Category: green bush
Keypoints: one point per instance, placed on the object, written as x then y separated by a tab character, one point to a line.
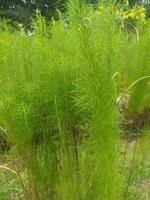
57	102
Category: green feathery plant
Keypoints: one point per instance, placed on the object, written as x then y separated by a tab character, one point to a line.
57	102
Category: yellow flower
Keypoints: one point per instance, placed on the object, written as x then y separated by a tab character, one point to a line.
127	2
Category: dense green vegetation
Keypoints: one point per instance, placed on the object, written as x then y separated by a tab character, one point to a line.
58	109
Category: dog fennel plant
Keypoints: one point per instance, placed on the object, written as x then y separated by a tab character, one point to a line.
57	102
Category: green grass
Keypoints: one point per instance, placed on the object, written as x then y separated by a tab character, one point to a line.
57	103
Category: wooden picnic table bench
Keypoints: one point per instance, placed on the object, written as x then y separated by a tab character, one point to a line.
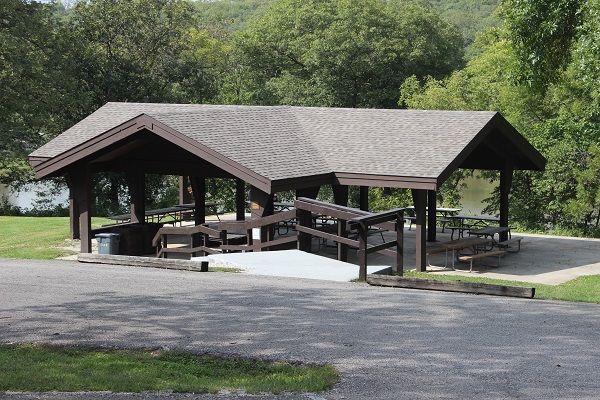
473	257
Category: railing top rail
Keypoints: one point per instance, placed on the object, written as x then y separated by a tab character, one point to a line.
184	230
376	218
257	223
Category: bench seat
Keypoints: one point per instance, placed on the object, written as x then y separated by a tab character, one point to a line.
472	257
510	243
435	250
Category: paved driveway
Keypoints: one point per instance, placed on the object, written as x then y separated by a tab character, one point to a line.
388	343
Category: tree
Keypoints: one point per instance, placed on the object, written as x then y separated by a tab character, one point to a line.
345	53
39	95
542	33
133	46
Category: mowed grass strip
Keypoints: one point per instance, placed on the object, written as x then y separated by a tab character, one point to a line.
584	288
43	368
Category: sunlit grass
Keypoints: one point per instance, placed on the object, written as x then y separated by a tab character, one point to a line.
584	288
36	237
43	368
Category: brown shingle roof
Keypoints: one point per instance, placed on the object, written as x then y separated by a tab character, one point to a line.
284	142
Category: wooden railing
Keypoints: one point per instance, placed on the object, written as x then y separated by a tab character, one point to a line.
345	221
265	224
348	219
199	238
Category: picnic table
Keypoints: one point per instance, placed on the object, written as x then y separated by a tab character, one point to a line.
491	231
443	212
175	212
474	243
468	222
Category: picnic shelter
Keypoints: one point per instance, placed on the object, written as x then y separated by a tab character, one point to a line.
280	148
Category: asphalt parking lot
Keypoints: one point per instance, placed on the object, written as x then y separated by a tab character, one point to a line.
387	343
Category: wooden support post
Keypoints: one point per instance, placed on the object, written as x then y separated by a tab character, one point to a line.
362	251
311	192
364	198
420	202
185	197
340	195
75	233
82	183
506	175
199	191
342	248
304	239
261	205
240	200
137	188
432	211
400	243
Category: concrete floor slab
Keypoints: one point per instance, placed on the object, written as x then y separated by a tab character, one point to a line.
289	263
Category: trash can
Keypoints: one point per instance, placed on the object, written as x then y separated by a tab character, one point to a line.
108	243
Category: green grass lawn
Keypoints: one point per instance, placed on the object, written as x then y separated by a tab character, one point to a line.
36	237
44	368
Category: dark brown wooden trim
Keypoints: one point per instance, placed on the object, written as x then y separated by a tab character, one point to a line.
385	181
431	215
240	200
82	183
137	193
84	150
506	176
303	182
420	203
450	286
75	232
199	192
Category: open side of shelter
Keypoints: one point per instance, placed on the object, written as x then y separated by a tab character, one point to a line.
282	148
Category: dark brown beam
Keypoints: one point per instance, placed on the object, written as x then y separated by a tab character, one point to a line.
261	205
185	197
364	198
340	195
75	232
82	183
240	200
137	194
420	203
310	192
432	211
506	175
199	192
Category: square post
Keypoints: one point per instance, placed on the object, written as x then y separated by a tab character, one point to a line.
240	200
420	202
506	175
261	205
75	233
185	197
431	216
364	198
137	188
81	181
400	243
199	191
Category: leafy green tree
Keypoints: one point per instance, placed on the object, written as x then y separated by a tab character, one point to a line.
542	33
133	46
345	53
39	95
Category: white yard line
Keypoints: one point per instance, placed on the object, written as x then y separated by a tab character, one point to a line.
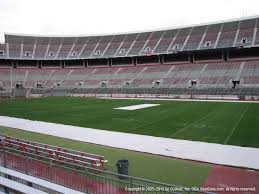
183	99
137	107
192	150
237	123
186	127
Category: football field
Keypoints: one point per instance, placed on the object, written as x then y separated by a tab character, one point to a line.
215	122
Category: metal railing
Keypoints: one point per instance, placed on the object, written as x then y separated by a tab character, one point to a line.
81	178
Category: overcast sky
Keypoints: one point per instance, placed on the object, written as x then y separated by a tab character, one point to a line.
85	17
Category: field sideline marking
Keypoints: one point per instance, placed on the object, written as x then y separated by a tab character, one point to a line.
237	123
182	129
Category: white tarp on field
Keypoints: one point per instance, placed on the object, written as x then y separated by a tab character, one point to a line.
136	107
200	151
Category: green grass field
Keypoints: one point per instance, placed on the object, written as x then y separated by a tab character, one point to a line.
216	122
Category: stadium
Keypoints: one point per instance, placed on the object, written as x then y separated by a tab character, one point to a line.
163	111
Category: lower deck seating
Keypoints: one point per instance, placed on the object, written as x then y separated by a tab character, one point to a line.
210	74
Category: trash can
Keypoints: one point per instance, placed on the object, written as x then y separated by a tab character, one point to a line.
122	166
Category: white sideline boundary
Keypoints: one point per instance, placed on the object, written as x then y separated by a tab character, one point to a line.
176	99
137	107
192	150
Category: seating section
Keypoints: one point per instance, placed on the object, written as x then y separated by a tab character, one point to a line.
246	32
179	42
228	35
126	45
219	35
195	38
210	39
139	44
205	75
166	41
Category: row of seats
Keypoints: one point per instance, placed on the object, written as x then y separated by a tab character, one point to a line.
216	73
220	35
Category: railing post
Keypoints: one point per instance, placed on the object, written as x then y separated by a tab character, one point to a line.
4	155
26	164
131	184
51	170
86	187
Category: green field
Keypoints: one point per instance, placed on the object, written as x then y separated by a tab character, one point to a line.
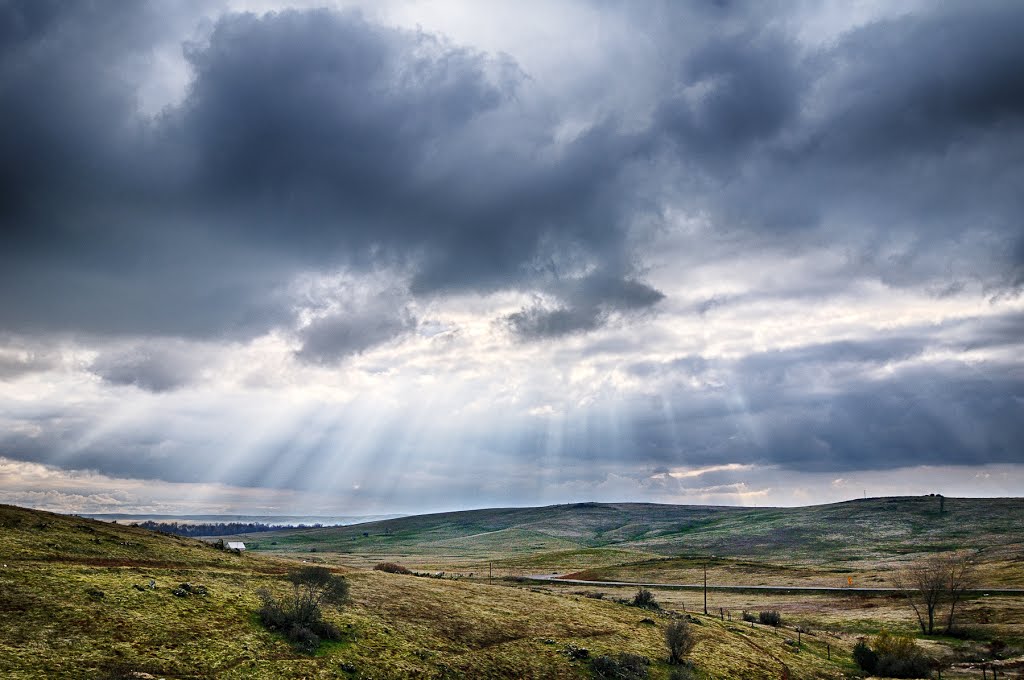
85	599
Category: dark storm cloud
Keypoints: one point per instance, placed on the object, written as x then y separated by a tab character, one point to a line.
317	139
307	140
591	301
333	337
896	142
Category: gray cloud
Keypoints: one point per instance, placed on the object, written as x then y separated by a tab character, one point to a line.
333	337
156	367
348	144
308	143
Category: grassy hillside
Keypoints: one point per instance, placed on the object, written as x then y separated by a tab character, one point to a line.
818	545
76	601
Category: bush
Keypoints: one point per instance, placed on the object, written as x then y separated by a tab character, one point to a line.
621	667
644	598
679	639
391	567
683	673
299	617
892	656
899	656
865	657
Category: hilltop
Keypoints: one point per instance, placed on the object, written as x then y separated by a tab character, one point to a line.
651	542
85	599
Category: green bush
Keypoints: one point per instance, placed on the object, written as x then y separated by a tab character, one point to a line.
892	656
644	598
865	657
391	567
683	673
621	667
679	639
299	617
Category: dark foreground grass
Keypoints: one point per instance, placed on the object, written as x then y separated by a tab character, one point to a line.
72	607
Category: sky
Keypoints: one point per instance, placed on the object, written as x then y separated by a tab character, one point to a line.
406	256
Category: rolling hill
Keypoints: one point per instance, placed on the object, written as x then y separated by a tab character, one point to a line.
84	599
650	542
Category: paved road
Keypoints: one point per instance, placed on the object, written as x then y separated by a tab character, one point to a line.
555	578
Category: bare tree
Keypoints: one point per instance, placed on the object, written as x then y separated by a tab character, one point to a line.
960	579
679	639
931	582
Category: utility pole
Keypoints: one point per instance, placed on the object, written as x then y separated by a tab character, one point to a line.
706	586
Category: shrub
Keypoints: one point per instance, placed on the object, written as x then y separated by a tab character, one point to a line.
621	667
391	567
899	656
683	673
679	639
644	598
892	656
865	657
299	615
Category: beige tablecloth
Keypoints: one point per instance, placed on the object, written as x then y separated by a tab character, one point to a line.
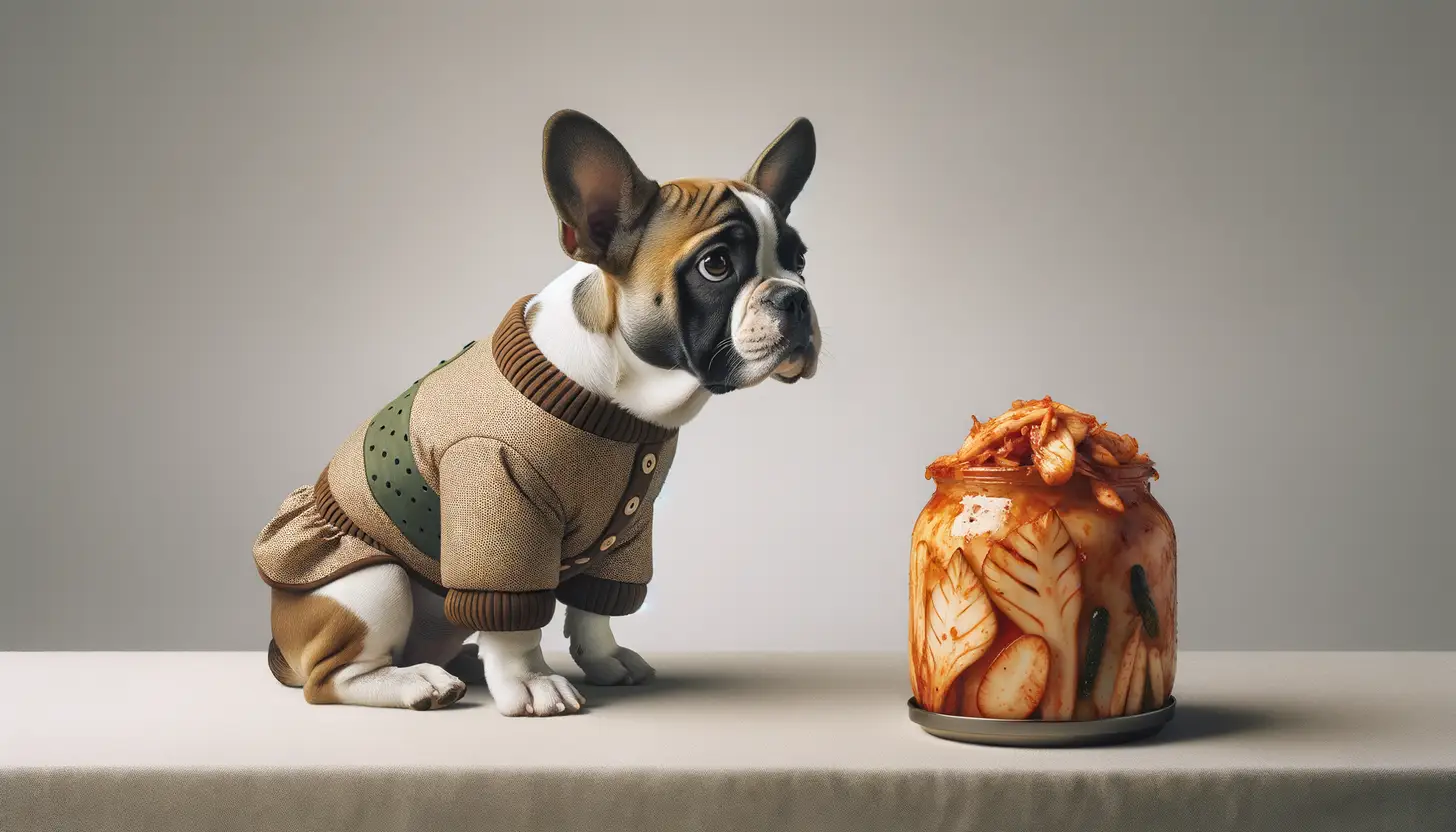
208	740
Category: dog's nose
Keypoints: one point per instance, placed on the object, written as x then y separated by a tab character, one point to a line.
789	299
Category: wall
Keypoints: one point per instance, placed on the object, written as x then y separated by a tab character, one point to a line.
230	232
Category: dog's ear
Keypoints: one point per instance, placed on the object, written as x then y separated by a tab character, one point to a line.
785	165
597	190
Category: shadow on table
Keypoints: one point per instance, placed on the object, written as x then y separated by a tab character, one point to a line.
1199	721
676	684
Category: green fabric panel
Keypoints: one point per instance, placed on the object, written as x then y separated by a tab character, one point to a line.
393	478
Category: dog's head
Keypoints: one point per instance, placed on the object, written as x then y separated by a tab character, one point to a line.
699	274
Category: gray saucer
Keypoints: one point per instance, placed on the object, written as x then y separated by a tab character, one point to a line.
1035	733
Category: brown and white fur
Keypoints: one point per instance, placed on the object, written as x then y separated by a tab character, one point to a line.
682	290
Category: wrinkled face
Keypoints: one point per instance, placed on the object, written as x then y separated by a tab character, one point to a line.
717	287
703	276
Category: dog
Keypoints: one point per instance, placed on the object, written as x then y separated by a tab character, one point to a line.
520	472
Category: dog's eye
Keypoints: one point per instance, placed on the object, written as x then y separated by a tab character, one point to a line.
715	265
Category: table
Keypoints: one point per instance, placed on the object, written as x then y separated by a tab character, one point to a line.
743	742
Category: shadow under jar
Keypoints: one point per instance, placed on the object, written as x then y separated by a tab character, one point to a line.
1034	601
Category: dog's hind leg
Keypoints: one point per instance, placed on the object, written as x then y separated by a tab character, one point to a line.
342	643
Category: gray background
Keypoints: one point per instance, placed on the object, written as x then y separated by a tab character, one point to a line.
230	232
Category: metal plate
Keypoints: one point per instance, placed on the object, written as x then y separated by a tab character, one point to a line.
1035	733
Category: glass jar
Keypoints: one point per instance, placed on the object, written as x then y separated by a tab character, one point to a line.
1034	601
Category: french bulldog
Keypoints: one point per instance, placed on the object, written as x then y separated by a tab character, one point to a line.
520	474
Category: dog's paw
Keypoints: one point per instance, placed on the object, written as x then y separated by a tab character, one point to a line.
533	694
619	668
425	687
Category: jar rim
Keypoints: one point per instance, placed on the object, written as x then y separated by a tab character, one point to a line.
1028	474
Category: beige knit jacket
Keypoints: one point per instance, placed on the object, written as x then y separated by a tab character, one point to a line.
497	481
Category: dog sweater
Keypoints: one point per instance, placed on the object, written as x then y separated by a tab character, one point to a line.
497	481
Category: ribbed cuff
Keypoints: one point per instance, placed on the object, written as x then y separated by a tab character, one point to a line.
500	611
602	596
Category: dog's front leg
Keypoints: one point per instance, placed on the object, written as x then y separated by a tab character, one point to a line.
519	678
599	654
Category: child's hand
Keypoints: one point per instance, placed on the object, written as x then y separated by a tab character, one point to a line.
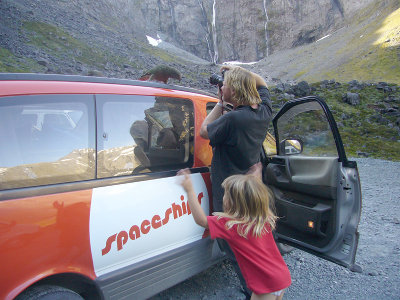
186	182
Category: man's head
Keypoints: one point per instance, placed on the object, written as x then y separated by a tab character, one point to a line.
240	87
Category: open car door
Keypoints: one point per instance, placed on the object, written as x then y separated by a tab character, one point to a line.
317	190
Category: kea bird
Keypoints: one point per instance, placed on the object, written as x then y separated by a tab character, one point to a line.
161	73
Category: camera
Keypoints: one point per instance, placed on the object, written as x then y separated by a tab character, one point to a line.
217	79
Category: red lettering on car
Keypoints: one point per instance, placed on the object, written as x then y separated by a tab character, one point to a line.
177	210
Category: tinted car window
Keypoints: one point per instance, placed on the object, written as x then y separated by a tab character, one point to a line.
46	139
138	134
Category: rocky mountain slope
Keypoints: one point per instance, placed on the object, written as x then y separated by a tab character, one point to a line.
355	40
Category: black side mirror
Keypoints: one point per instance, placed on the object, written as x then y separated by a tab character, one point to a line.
291	146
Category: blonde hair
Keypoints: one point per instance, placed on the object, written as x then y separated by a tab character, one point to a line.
244	85
248	204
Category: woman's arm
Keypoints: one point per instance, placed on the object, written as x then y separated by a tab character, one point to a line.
198	214
212	116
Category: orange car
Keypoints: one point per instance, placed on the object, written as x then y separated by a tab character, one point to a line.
89	205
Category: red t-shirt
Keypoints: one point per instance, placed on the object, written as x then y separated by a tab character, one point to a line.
259	259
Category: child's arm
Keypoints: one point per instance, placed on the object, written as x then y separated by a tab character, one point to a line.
198	214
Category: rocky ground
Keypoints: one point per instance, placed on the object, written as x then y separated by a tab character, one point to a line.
313	278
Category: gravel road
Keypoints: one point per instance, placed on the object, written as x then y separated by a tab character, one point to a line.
313	278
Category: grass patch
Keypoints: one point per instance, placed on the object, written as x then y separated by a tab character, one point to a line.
9	63
358	125
58	43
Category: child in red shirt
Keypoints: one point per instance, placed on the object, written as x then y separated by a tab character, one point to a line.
246	224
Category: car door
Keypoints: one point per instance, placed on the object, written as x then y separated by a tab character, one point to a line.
317	190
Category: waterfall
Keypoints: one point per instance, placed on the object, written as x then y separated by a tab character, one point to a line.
207	29
266	28
172	12
214	31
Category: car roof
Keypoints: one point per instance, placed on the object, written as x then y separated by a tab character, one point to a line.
92	79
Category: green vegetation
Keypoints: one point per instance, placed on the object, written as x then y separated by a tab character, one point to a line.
373	52
58	43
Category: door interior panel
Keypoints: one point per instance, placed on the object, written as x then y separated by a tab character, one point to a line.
316	189
305	190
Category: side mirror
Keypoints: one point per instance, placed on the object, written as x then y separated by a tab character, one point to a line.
291	146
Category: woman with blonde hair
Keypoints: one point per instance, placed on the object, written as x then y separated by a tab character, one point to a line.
237	136
246	224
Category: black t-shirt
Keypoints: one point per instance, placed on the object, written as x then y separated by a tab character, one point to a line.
236	138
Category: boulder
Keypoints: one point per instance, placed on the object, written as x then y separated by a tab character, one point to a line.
301	89
351	98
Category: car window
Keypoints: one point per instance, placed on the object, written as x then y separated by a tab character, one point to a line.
45	139
139	134
269	143
306	123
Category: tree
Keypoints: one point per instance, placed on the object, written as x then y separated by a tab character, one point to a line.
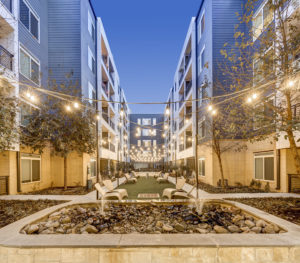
66	126
9	132
268	44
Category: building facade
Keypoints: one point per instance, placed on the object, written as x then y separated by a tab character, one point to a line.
146	140
267	162
60	41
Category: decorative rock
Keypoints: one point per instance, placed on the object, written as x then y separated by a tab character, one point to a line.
159	224
234	229
256	229
220	229
249	223
201	231
179	227
90	229
167	228
261	223
32	229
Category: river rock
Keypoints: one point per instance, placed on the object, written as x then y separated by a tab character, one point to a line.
220	229
261	223
249	223
167	228
90	229
234	229
179	227
256	229
32	229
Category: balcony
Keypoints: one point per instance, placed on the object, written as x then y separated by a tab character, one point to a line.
7	4
105	87
6	59
181	147
188	87
112	147
187	60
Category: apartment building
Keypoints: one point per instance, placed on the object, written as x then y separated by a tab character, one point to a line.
45	41
146	140
269	161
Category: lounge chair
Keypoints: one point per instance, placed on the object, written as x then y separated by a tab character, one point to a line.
182	194
108	184
130	180
107	195
163	179
169	191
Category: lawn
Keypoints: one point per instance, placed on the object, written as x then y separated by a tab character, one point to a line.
145	185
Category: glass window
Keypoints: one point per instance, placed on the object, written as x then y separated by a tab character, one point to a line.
201	167
264	166
29	68
29	19
30	168
146	121
24	64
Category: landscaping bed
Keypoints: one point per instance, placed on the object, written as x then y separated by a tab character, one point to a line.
151	218
285	208
78	190
229	189
14	210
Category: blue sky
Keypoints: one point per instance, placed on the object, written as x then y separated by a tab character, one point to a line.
146	37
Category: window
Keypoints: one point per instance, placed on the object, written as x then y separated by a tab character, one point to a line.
262	19
201	129
91	61
30	168
91	26
29	19
29	67
146	121
92	95
146	132
201	166
201	60
264	166
201	26
147	143
93	167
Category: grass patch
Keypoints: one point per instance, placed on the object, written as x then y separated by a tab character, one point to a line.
145	185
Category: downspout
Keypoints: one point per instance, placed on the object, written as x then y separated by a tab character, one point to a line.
278	169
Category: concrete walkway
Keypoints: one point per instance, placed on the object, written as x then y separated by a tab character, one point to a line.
187	187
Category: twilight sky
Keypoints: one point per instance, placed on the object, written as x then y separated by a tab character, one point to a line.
146	37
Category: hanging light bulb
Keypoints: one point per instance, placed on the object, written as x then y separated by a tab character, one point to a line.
76	105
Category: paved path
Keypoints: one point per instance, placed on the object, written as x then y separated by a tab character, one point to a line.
187	187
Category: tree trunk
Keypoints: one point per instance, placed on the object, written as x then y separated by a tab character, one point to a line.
65	173
221	170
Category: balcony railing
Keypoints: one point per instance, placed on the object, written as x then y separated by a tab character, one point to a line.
188	87
187	59
105	87
7	4
181	124
181	147
6	59
112	147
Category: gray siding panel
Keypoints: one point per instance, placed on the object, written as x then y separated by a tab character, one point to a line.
64	39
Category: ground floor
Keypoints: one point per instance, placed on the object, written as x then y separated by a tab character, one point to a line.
24	171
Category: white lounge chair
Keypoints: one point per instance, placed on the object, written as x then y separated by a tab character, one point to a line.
163	179
169	191
107	195
130	180
108	184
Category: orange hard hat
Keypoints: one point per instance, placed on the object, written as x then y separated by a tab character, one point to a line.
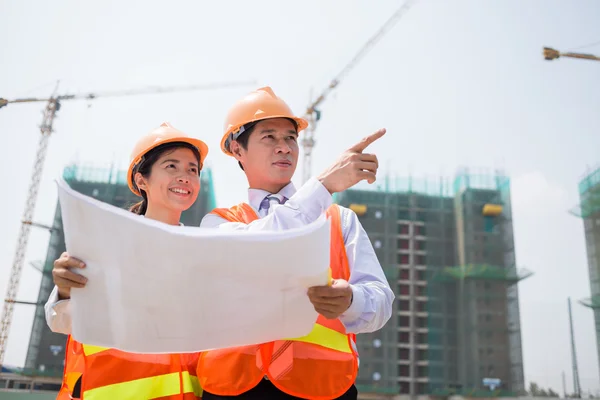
165	133
256	106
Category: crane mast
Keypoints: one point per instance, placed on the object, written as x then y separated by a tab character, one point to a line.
15	273
52	107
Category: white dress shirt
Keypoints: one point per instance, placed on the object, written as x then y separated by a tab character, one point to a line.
372	300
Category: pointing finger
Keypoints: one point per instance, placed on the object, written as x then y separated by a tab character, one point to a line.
367	140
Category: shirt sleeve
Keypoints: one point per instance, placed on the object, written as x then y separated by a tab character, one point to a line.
58	313
373	298
304	207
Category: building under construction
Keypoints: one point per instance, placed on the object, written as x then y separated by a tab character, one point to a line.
589	210
46	350
448	252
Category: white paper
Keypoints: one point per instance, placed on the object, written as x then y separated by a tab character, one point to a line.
158	288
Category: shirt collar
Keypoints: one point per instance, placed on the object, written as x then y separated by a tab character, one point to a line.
255	196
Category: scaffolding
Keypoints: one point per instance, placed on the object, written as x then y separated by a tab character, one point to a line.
588	210
448	251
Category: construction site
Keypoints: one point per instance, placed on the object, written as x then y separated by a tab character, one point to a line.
589	211
446	245
448	253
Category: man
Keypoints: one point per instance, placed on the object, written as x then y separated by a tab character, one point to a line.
261	133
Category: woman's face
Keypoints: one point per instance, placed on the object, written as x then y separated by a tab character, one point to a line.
174	180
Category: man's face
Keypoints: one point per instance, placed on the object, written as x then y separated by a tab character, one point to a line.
272	153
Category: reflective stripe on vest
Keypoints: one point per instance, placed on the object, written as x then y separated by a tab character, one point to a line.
326	337
321	365
147	388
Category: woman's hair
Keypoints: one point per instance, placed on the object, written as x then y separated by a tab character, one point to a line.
145	166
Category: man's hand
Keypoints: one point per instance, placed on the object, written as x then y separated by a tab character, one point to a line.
352	166
331	301
64	278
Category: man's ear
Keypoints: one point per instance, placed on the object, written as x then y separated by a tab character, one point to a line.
140	181
236	150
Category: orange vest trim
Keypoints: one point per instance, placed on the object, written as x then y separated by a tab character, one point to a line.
113	374
320	365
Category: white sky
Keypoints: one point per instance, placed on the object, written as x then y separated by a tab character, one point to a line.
455	83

__SHORT EXERCISE__. Each line from the one containing "Category: woman's face" through the end of the entries, both included, is to be returned exactly, with no other lines.

__OUTPUT__.
Category: woman's face
Keypoints: one point per instance, placed on the object, written as x then y separated by a tab character, one point to a line.
174	180
Category: man's face
Keypoints: one point per instance, placed on the object, written as x then y separated by a tab character, one point to a line.
272	153
Category: reflective stripe on vest
Keypoints: one point per instance, placed on the object, written as x then y separated by a tab character, one point to a line.
326	337
321	365
147	388
Category: woman's hair
Keypoints: one point per instance, placed on the object, written as x then y separated by a tab character, one point to a line.
145	166
Category: man's hand
Keypoints: one point per instance, placed on the object, written as x then y separated by a tab character, one point to a line.
352	166
331	301
64	278
Category: man's ear
Keypoints: one point per instance, placed on the object, written as x then y separated by a tab character, one point to a line.
140	181
236	150
Category: orange vest trim
Keypoints: one point per instance, placed on the object, written as x then y separated by a tab character, one point to a line.
113	374
320	365
Category: white sky
Keypoints: one point per instance, placed on the object, written as x then y separated by a tab character, one point to a line.
455	83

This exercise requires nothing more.